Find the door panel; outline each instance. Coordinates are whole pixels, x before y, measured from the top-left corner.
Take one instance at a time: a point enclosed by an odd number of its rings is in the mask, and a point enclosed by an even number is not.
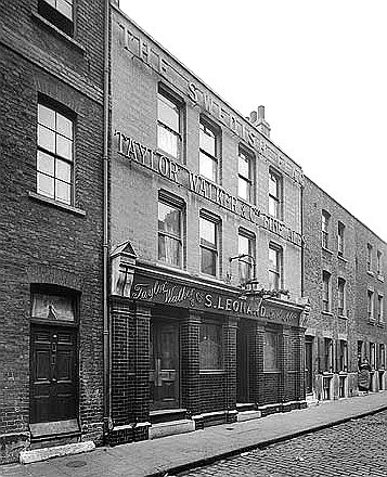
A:
[[[30,422],[77,416],[76,332],[31,326]]]
[[[152,322],[151,409],[179,408],[179,326]]]

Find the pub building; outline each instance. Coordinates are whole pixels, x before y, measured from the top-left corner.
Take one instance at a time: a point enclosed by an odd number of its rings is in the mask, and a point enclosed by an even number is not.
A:
[[[113,5],[111,134],[109,443],[304,408],[304,177],[263,107]]]

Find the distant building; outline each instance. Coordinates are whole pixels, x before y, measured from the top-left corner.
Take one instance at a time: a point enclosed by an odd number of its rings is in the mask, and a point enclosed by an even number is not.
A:
[[[112,22],[109,440],[304,407],[302,171],[262,106],[242,117]],[[288,296],[241,297],[255,269]]]
[[[104,1],[2,2],[0,463],[102,442]]]
[[[308,178],[304,234],[307,396],[356,396],[364,357],[373,369],[372,390],[386,389],[386,243]]]

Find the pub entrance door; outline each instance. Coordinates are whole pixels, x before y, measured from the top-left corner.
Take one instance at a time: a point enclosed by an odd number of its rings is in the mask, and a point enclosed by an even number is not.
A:
[[[77,407],[76,330],[31,325],[30,423],[74,420]]]
[[[179,324],[154,318],[151,322],[151,411],[180,405]]]

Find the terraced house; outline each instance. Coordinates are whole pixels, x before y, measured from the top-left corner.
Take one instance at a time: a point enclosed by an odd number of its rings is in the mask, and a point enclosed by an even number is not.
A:
[[[112,100],[111,442],[304,407],[304,177],[263,107],[116,8]]]

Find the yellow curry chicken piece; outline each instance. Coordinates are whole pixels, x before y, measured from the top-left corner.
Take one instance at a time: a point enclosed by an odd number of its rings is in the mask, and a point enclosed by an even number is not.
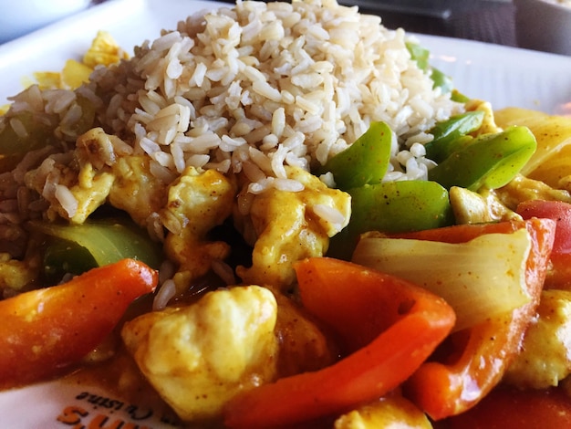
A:
[[[213,260],[223,260],[230,246],[208,241],[206,235],[232,213],[236,186],[215,170],[199,172],[188,167],[169,188],[166,208],[161,212],[170,232],[166,255],[179,264],[177,290],[210,270]]]
[[[520,388],[557,386],[571,373],[571,291],[544,290],[537,313],[505,374]]]
[[[430,420],[416,405],[394,393],[358,407],[335,421],[334,429],[431,429]]]
[[[304,189],[273,188],[254,197],[249,218],[244,220],[254,234],[253,266],[237,269],[245,283],[289,286],[295,279],[292,264],[304,257],[322,256],[329,237],[348,223],[348,194],[328,188],[300,168],[286,167],[286,171],[287,177],[303,183]]]
[[[220,417],[239,392],[272,381],[277,305],[269,289],[234,287],[143,314],[122,337],[139,368],[184,421]]]

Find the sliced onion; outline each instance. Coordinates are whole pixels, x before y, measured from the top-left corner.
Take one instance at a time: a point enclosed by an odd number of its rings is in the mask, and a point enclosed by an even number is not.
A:
[[[459,330],[529,302],[525,264],[530,250],[525,229],[462,244],[365,236],[353,262],[442,297],[456,311],[454,329]]]

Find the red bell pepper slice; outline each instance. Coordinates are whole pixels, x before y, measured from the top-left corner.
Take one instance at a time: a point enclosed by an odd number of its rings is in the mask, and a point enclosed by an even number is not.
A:
[[[443,299],[393,276],[327,257],[295,268],[304,306],[337,330],[348,355],[240,393],[225,409],[229,427],[297,424],[378,399],[419,368],[455,322]]]
[[[472,408],[502,379],[535,314],[555,225],[551,219],[533,218],[407,235],[410,238],[461,243],[482,234],[510,233],[519,228],[527,228],[532,237],[525,270],[527,292],[532,300],[504,315],[452,334],[447,341],[450,348],[439,351],[439,359],[423,363],[405,384],[409,398],[434,420]]]
[[[123,259],[67,283],[0,301],[0,388],[60,374],[91,351],[158,274]]]
[[[530,200],[515,210],[524,219],[544,217],[557,223],[545,288],[571,286],[571,204],[563,201]]]

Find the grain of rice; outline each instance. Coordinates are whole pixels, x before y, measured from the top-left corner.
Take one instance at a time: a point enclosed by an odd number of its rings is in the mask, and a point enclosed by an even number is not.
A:
[[[189,16],[137,47],[129,60],[97,68],[75,92],[32,86],[12,98],[11,112],[33,112],[35,120],[57,128],[62,141],[26,154],[12,172],[9,183],[17,187],[36,169],[34,181],[46,198],[22,194],[27,211],[20,213],[37,215],[30,210],[67,201],[67,182],[50,172],[86,159],[74,158],[86,149],[73,145],[74,124],[83,113],[78,95],[95,108],[95,126],[121,139],[100,142],[87,158],[94,168],[132,153],[147,156],[150,173],[165,185],[188,166],[241,174],[245,183],[237,204],[244,215],[254,194],[272,187],[303,189],[287,177],[286,166],[311,171],[325,164],[373,121],[394,131],[383,180],[426,178],[434,165],[423,152],[428,131],[462,107],[432,88],[410,59],[409,38],[385,28],[379,16],[335,0],[238,1]],[[10,122],[26,135],[17,119]],[[321,180],[334,184],[331,174]],[[0,175],[0,189],[1,182]],[[334,214],[316,210],[324,219]],[[5,217],[13,213],[0,209]],[[145,221],[158,240],[167,225],[177,229],[155,212]]]

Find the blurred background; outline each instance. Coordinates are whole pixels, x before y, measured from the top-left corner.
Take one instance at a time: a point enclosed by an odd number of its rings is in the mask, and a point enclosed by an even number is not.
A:
[[[1,0],[0,44],[111,1]],[[558,1],[337,0],[342,5],[357,5],[363,13],[379,15],[384,26],[391,29],[403,27],[413,33],[571,55],[571,7]]]

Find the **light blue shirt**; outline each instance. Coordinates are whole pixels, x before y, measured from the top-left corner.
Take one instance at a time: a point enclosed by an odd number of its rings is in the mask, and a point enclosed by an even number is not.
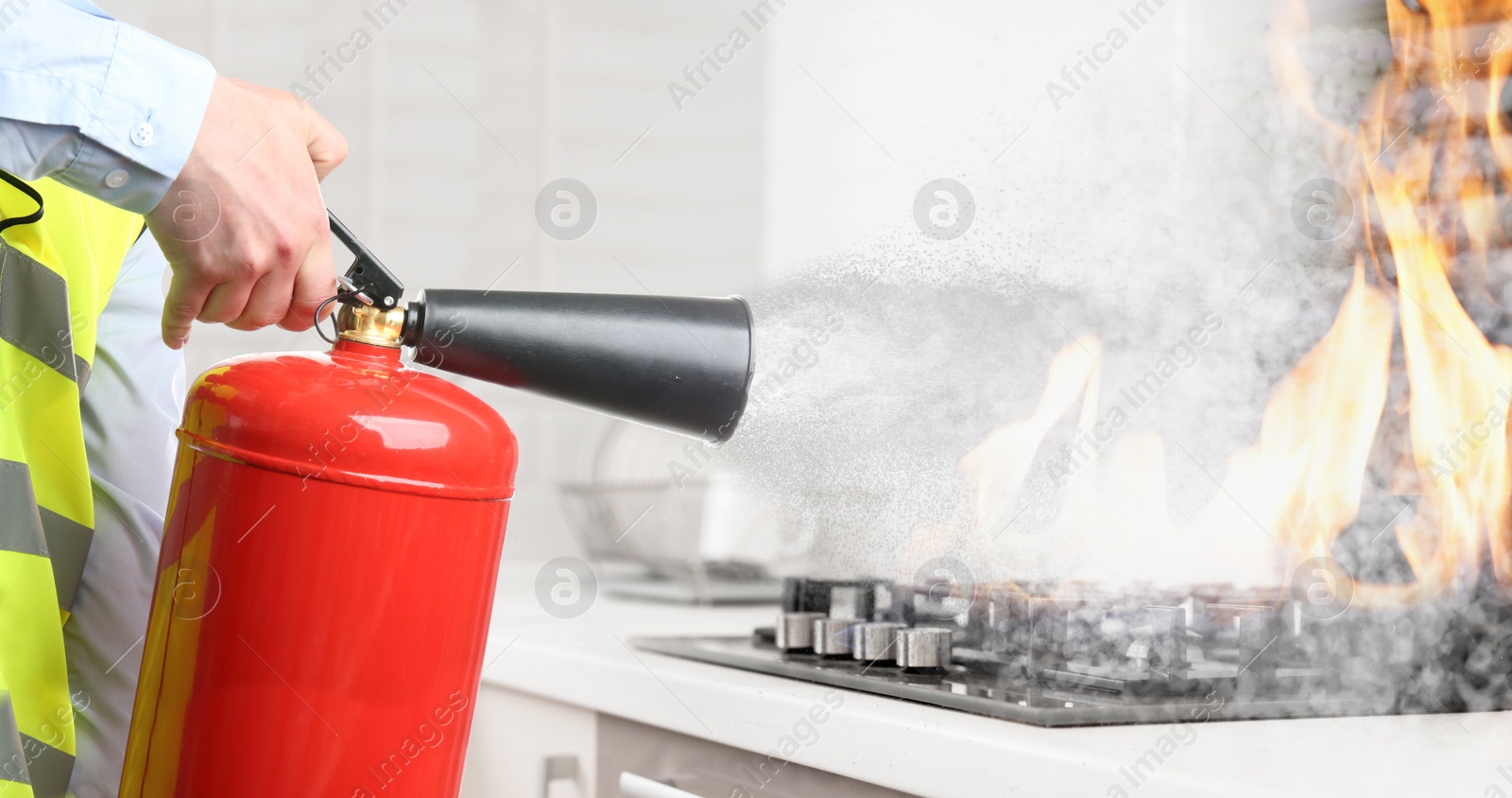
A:
[[[0,0],[0,169],[147,213],[210,101],[209,60],[88,0]]]

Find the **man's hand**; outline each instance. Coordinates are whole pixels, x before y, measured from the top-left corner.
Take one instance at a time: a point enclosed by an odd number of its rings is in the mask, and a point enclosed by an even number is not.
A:
[[[194,151],[147,216],[174,278],[163,343],[195,319],[308,329],[336,293],[321,180],[346,139],[289,92],[218,77]]]

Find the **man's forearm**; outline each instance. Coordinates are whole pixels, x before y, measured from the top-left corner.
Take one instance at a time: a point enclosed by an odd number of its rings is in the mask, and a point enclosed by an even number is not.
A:
[[[215,70],[83,2],[0,0],[0,169],[147,213],[194,148]]]

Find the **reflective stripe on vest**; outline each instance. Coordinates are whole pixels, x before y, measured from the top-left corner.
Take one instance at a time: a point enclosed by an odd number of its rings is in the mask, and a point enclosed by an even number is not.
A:
[[[30,186],[42,218],[0,231],[0,796],[60,798],[76,753],[64,623],[94,535],[79,397],[142,219]],[[0,181],[0,218],[35,210]]]

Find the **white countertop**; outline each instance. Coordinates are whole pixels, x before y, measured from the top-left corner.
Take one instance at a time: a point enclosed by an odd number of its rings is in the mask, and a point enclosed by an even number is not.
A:
[[[770,626],[774,608],[629,603],[600,592],[585,615],[559,620],[537,605],[534,579],[534,570],[507,570],[500,579],[484,685],[758,753],[774,748],[815,704],[824,706],[832,689],[627,645],[634,636],[747,635]],[[842,706],[791,759],[931,798],[1512,796],[1509,712],[1040,728],[841,695]],[[1126,774],[1152,748],[1169,756],[1136,786]]]

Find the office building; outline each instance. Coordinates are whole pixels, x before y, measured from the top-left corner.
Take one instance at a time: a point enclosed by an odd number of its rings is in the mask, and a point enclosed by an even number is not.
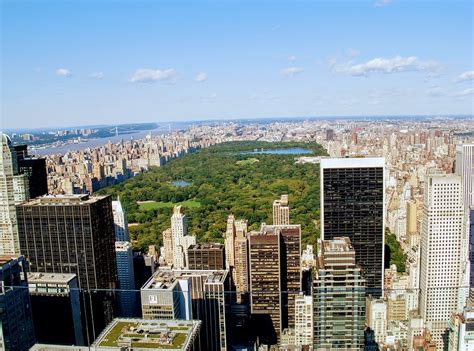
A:
[[[201,320],[202,350],[226,350],[226,291],[227,270],[159,269],[141,289],[143,317]]]
[[[467,307],[461,313],[453,313],[448,323],[448,350],[474,350],[474,310]]]
[[[167,266],[173,265],[173,237],[171,234],[171,228],[165,229],[162,232],[163,235],[163,249],[164,259]]]
[[[290,224],[290,207],[288,195],[282,195],[279,200],[273,201],[273,225]]]
[[[145,319],[192,319],[190,279],[158,270],[140,289]]]
[[[249,276],[252,317],[259,337],[275,344],[295,327],[295,297],[301,291],[301,227],[269,226],[250,232]]]
[[[194,244],[188,247],[188,269],[225,269],[225,249],[222,244]]]
[[[314,349],[364,347],[365,279],[348,237],[318,240],[314,277]]]
[[[374,332],[377,343],[382,343],[387,337],[387,303],[382,299],[367,298],[367,326]]]
[[[463,206],[474,206],[474,144],[456,145],[456,174],[461,177]]]
[[[30,199],[46,195],[48,193],[46,159],[28,155],[27,145],[15,145],[13,149],[17,157],[18,174],[25,174],[28,179]]]
[[[171,238],[173,241],[173,268],[187,267],[187,249],[196,244],[196,237],[188,235],[188,220],[181,206],[175,206],[171,216]]]
[[[0,256],[0,349],[27,351],[35,343],[28,262],[23,256]]]
[[[321,160],[321,238],[351,240],[367,294],[383,290],[385,161],[380,157]]]
[[[110,196],[43,196],[17,206],[22,253],[32,271],[75,274],[91,298],[86,306],[92,341],[114,314],[117,287],[115,232]],[[101,289],[100,291],[94,291]]]
[[[28,289],[37,342],[84,345],[76,275],[28,273]]]
[[[429,175],[425,180],[420,313],[441,348],[447,345],[447,321],[458,307],[466,230],[462,196],[460,176]]]
[[[120,199],[112,201],[112,214],[114,216],[115,240],[129,241],[127,214],[122,208]]]
[[[295,297],[295,345],[312,345],[313,329],[313,297],[299,293]]]
[[[0,133],[0,255],[18,254],[18,227],[15,205],[27,200],[28,180],[18,174],[18,163],[10,138]]]
[[[118,290],[116,295],[119,316],[136,317],[138,315],[139,291],[135,289],[132,244],[128,241],[116,241],[115,257],[117,261]]]
[[[92,345],[96,351],[200,351],[197,320],[114,319]]]

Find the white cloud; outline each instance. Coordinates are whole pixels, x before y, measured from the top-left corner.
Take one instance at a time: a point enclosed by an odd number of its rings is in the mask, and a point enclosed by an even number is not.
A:
[[[303,72],[304,69],[301,67],[288,67],[281,71],[285,77],[293,77],[295,74]]]
[[[97,80],[100,80],[100,79],[104,79],[105,78],[105,75],[104,73],[102,72],[97,72],[97,73],[92,73],[89,75],[89,78],[90,79],[97,79]]]
[[[205,82],[207,80],[207,73],[206,72],[198,73],[196,78],[194,78],[194,80],[198,83]]]
[[[416,56],[393,58],[377,57],[365,63],[354,65],[353,61],[344,64],[330,63],[336,72],[347,73],[352,76],[369,76],[372,73],[398,73],[398,72],[428,72],[434,73],[440,65],[435,61],[421,61]]]
[[[471,80],[474,80],[474,71],[467,71],[464,73],[461,73],[459,76],[457,76],[454,81],[455,82],[469,82]]]
[[[474,88],[464,89],[452,94],[454,97],[466,97],[470,95],[474,95]]]
[[[390,5],[392,2],[393,2],[393,0],[377,0],[376,2],[374,2],[374,6],[375,7],[384,7],[384,6]]]
[[[67,68],[58,68],[56,70],[56,75],[59,77],[69,77],[72,75],[72,72]]]
[[[160,80],[175,80],[176,71],[174,68],[165,70],[139,68],[130,77],[132,83],[153,83]]]

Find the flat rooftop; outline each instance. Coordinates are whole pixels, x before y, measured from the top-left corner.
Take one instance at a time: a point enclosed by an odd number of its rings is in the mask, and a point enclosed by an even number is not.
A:
[[[219,243],[195,244],[188,247],[188,250],[222,250],[224,245]]]
[[[204,276],[206,283],[224,283],[228,272],[226,270],[181,270],[181,269],[158,269],[153,276],[143,285],[143,290],[171,290],[176,281],[193,276]]]
[[[322,158],[321,168],[371,168],[385,167],[384,157]]]
[[[75,279],[75,274],[29,272],[28,283],[67,284]]]
[[[109,195],[89,196],[87,194],[80,195],[44,195],[32,200],[26,201],[18,206],[77,206],[89,205],[100,201]]]
[[[90,351],[86,346],[65,346],[65,345],[50,345],[50,344],[35,344],[30,348],[30,351]]]
[[[96,350],[186,350],[201,321],[165,319],[114,319],[92,345]]]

WHAT NEEDS TO BE DONE: From the records above, copy out word for word the stretch from the line containing "Find the blurred" through the line containing "[[[0,0],[0,169],[147,213],[210,101],[209,60],[88,0]]]", including both of those lines. Leave the pictures out of your copy.

REPLY:
Find the blurred background; outline each instance. Coordinates are whole pixels, x before y, measured from the top-left corner.
Take one instance at a time: a point enclosed by an odd number of its rings is in the mask, and a point enclosed by an even number is not.
A:
[[[1,0],[0,44],[111,1]],[[558,1],[337,0],[342,5],[357,5],[363,13],[379,15],[384,26],[391,29],[403,27],[413,33],[571,55],[571,7]]]

Find the **light blue shirt**; outline each instance. Coordinates are whole pixels, x before y, measured from the top-left corner.
Take one instance at a time: a point enclosed by an odd number of its rings is in the mask, and a point enclosed by an even number is not.
A:
[[[0,0],[0,169],[147,213],[210,101],[209,60],[88,0]]]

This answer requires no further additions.